# Source document start
Furthermore, deep-ocean δ13CDIC is now, on an orbital timescale, also in better agreement with the data (Fig. 7d), the r2 of a linear regression between simulated deep Indo-Pacific δ13CDIC, and the reconstructed deep Pacific rises from 0.49 for scenario SEi to 0.77 and above for the scenarios forced by atmospheric carbon records (Fig. S5), although the rise in mean ocean δ13CDIC during T1 has now been increased to 0.59 ‰. Considering a CIE of -2.6×10-3 ‰ per µmol kg−1 of [CO32-] disturbance for epibenthic foraminifera (Schmittner et al.2017), simulated variations in deep-ocean [CO32-] of +20µmol kg−1 (Köhler and Munhoven2020) would translate to a comparably small reduction in deep Pacific benthic δ13C of up to 0.05‰. While the timing of changes in deep-ocean [CO32-] with highest values during the deglaciation is crucial to assess how such a benthic CIE would reduce the existing data–model mismatch, a more thorough assessment of the benthic CIE would require the comprehensive compilation of benthic δ13C time series in different ocean basins, which is beyond the scope of this study. Note that the approximated amplitude of this benthic CIE is close to the measurement error of benthic δ13C.
# Source document end
Requirements:
#1 According to the ocean carbon isotope passage, why is a more thorough assessment of the benthic CIE not carried out?
#2 Translate this sentence from the ocean carbon isotope passage into Spanish: "Note that the approximated amplitude of this benthic CIE is close to the measurement error of benthic δ13C."
#3 Answer from the ocean carbon isotope passage:
(a) What is the r2 of the linear regression for scenario SEi?
(b) What CIE per µmol kg−1 of [CO32-] disturbance is considered for epibenthic foraminifera?
(c) To what value has the rise in mean ocean δ13CDIC during T1 now been increased?
# Entries start
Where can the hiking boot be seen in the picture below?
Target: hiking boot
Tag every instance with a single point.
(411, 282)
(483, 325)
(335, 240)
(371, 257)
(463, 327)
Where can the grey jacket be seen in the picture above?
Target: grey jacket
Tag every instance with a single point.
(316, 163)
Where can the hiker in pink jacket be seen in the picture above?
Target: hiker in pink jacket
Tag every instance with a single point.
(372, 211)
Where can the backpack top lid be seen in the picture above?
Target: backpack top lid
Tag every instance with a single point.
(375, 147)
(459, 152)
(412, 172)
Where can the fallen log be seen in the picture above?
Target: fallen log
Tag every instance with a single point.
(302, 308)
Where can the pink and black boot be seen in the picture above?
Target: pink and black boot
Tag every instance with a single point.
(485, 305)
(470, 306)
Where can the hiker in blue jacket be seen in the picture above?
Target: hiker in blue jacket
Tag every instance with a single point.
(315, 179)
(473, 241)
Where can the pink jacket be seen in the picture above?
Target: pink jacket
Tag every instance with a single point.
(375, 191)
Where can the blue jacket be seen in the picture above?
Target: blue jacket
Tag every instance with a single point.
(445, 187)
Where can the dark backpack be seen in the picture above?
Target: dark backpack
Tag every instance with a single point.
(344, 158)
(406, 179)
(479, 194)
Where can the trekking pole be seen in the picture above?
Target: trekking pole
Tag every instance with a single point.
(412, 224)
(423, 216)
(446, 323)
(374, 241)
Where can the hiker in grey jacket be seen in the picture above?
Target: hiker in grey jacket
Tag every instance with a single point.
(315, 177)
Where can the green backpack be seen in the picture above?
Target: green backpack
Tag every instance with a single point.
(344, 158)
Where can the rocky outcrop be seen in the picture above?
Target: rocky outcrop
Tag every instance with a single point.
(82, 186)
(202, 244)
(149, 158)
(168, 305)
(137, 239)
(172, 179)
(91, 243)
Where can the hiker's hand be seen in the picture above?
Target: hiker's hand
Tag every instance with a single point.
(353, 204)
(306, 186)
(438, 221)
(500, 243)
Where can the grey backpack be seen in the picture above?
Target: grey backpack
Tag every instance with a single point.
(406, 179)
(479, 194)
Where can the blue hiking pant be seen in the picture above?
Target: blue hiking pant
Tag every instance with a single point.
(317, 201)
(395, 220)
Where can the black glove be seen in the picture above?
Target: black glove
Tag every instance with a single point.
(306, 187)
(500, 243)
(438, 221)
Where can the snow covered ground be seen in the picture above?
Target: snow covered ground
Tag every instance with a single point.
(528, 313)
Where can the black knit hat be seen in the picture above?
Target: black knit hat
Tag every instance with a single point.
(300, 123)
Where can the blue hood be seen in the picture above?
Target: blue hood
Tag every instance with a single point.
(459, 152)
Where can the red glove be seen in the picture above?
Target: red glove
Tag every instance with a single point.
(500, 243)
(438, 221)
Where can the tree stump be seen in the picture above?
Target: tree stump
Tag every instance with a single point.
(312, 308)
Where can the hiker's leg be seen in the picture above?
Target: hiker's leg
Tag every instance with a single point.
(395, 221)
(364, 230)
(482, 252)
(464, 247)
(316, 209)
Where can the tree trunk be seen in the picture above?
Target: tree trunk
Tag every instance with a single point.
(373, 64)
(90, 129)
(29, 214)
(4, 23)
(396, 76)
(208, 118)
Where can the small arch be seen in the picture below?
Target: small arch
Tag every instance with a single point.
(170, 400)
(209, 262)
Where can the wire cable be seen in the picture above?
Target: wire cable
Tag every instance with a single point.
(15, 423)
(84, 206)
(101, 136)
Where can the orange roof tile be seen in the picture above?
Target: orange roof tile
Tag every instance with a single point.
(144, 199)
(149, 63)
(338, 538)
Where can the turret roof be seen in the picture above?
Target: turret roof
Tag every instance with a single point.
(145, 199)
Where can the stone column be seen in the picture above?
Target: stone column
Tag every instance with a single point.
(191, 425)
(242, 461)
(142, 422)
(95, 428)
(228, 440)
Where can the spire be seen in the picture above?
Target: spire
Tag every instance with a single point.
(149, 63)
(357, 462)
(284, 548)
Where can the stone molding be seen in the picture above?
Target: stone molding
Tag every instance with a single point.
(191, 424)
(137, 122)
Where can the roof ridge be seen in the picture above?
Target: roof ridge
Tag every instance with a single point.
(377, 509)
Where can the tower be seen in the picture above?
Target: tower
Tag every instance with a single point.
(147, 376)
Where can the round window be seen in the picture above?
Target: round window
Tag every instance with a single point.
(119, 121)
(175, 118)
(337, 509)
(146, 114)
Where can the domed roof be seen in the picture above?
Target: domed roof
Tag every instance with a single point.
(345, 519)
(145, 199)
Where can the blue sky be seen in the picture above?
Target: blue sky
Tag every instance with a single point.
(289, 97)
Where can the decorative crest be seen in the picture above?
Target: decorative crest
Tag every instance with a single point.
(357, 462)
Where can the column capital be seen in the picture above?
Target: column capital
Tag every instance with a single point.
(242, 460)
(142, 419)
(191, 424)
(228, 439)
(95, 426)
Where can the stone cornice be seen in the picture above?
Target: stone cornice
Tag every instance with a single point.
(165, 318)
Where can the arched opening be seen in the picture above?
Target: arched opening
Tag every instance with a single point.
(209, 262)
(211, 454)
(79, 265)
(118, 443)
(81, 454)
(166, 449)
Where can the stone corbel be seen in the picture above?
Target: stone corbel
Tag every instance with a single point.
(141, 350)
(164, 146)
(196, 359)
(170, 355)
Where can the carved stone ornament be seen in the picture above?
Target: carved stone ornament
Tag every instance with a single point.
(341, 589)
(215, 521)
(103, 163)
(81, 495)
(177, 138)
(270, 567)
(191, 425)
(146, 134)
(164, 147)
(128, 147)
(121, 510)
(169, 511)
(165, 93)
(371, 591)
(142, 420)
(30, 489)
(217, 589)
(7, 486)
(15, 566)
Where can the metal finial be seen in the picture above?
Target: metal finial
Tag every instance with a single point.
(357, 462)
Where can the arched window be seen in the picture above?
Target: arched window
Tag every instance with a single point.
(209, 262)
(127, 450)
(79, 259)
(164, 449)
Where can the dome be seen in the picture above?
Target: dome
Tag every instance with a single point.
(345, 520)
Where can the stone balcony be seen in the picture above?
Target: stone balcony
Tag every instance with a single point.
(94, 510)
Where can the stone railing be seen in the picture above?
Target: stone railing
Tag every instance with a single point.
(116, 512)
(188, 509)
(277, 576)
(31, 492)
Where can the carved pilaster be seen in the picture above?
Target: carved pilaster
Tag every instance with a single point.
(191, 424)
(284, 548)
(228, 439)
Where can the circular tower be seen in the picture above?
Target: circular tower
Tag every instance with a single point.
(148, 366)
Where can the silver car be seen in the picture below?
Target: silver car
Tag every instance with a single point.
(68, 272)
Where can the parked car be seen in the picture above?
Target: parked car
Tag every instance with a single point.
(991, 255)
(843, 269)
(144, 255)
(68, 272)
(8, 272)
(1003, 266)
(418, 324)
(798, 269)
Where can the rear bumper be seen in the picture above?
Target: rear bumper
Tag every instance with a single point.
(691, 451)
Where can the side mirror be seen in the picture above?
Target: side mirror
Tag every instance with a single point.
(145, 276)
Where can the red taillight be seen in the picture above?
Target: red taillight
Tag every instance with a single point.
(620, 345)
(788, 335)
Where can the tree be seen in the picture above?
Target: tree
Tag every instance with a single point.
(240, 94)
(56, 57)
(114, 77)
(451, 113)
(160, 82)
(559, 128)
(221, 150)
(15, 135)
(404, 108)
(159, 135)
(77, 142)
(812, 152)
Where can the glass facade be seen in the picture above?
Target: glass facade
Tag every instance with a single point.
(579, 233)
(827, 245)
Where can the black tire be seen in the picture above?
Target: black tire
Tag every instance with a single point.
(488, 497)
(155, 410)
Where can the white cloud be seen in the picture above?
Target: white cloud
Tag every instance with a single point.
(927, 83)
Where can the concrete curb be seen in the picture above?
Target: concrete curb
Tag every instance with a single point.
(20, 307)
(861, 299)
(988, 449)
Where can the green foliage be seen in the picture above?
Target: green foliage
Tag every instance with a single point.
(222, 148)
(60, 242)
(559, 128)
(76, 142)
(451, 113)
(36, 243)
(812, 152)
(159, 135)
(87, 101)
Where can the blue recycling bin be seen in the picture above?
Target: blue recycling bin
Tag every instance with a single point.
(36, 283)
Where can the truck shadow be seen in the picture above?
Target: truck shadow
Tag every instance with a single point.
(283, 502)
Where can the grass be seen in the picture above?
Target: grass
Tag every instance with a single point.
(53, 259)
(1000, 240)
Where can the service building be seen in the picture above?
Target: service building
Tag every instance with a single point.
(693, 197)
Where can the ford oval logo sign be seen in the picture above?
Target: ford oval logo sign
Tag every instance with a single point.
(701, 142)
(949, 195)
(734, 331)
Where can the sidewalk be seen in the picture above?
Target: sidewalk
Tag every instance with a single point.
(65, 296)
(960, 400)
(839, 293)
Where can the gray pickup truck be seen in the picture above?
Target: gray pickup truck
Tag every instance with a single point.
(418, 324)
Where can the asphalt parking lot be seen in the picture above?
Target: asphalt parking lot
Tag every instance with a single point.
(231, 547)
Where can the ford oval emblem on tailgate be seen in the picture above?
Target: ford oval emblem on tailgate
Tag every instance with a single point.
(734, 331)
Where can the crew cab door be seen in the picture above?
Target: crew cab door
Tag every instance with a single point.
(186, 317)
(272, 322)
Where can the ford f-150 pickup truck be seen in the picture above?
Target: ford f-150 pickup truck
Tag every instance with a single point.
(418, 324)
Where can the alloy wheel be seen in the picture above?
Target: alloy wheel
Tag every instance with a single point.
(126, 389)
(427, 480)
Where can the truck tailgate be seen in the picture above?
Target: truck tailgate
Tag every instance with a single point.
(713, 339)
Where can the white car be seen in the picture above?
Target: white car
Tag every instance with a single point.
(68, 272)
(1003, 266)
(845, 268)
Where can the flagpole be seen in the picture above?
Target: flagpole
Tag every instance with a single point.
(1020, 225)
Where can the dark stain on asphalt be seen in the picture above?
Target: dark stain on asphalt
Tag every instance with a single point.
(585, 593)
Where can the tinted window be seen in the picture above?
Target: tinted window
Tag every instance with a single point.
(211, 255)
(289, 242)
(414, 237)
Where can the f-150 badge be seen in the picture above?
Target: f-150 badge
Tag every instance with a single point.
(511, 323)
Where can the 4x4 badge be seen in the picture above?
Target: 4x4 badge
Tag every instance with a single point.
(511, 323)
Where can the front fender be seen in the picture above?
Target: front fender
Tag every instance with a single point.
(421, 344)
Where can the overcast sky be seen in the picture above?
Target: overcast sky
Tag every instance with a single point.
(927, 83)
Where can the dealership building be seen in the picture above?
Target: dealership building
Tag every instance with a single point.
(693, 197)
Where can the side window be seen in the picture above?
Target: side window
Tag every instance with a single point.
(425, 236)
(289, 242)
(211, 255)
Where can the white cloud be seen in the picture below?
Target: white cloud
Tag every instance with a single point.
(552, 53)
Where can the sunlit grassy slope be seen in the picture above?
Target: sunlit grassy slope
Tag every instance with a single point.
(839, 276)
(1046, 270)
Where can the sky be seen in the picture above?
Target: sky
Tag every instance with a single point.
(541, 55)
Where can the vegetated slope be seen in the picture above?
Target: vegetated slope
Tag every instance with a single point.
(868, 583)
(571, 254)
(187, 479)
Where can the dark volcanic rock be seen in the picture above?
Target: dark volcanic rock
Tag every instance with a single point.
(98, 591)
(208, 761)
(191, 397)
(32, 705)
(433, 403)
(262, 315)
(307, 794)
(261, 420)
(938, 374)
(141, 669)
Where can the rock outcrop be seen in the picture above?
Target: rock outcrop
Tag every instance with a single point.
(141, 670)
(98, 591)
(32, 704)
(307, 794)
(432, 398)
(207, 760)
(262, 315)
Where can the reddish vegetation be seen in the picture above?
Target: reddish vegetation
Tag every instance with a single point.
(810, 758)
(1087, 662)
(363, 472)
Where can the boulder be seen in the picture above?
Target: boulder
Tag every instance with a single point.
# Entries end
Answers per task:
#1 Such an assessment would require a comprehensive compilation of benthic δ13C time series in different ocean basins. That is beyond the scope of the study.

#2 Obsérvese que la amplitud aproximada de este CIE bentónico es cercana al error de medición del δ13C bentónico.

#3
(a) 0.49
(b) -2.6×10-3 ‰
(c) 0.59 ‰